Pointing dataset excerpts
* * * * * * * * *
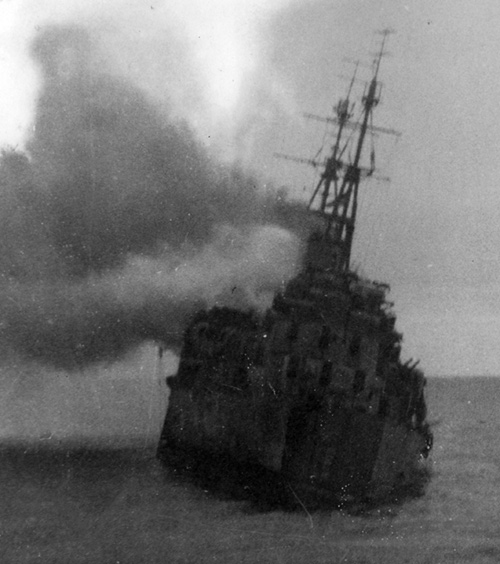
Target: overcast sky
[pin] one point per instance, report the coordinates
(241, 73)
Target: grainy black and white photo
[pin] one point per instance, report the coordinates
(249, 281)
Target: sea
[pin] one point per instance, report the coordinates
(112, 504)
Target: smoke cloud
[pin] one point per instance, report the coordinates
(116, 224)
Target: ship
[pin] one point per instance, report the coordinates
(313, 392)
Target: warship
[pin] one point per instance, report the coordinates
(313, 392)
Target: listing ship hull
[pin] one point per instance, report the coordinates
(313, 391)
* * * * * * * * *
▶ Exercise objective
Replace "report the coordinates" with "give the coordinates" throughout the lines above, changing nothing else. Leave the pictures out of your answer.

▶ Solution to the exercise
Target: overcast sky
[pin] one point per instance, give the coordinates
(241, 73)
Target: grainy black and white photo
[pin] one point per instance, give the coordinates
(249, 281)
Target: sea
[pin] one point per instance, give the coordinates
(112, 504)
Target: smoke cloud
[pin] one point per instance, give the coordinates
(116, 224)
Target: ship
[pin] one point per instance, give the coordinates
(313, 392)
Target: warship
[pin] one point per instance, give the coordinates
(313, 392)
Target: listing ship hull
[pin] one point per instance, give the coordinates
(313, 391)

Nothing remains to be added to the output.